**AVAILABLE RECORDS**
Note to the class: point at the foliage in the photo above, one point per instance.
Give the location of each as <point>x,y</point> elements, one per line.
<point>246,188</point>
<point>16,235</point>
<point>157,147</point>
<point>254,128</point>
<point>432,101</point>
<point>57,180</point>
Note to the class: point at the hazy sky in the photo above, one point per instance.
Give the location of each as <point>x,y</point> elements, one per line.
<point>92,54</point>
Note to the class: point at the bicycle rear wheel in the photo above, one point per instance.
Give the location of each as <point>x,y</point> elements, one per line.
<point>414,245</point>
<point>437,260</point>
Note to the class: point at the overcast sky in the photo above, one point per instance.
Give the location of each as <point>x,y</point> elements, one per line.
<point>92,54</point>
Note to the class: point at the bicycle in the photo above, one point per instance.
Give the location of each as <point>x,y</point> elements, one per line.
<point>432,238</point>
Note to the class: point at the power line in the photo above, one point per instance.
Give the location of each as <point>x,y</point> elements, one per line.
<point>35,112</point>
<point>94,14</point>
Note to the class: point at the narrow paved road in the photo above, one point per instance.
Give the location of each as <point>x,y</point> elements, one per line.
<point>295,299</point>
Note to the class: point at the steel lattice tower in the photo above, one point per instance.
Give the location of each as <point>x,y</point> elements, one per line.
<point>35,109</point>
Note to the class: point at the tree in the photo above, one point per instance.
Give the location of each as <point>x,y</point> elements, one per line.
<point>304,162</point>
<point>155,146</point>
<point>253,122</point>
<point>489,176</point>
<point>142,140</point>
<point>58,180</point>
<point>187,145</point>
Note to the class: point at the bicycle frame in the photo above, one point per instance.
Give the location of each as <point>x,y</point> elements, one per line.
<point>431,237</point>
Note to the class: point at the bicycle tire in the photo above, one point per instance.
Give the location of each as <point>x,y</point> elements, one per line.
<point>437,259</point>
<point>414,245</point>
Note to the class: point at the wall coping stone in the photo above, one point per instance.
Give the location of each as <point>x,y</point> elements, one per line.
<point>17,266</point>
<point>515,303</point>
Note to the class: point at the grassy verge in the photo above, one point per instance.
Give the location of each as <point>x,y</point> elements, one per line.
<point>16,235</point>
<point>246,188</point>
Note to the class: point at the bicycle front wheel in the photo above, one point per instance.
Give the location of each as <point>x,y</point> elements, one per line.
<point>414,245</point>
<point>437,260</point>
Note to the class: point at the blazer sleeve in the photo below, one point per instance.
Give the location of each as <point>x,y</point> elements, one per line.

**WORK INSTRUCTIONS**
Please copy the stretch of lines from the one containing "Note to the class: point at the tree" through the one containing "<point>187,145</point>", both included, word for word and with nothing else.

**RESPONSE TO THE EXERCISE**
Note to the class: point at the tree in the photo above, one point per instance.
Give the location of each as <point>x,y</point> elements, one per line.
<point>304,162</point>
<point>155,146</point>
<point>253,122</point>
<point>489,176</point>
<point>142,140</point>
<point>58,180</point>
<point>187,145</point>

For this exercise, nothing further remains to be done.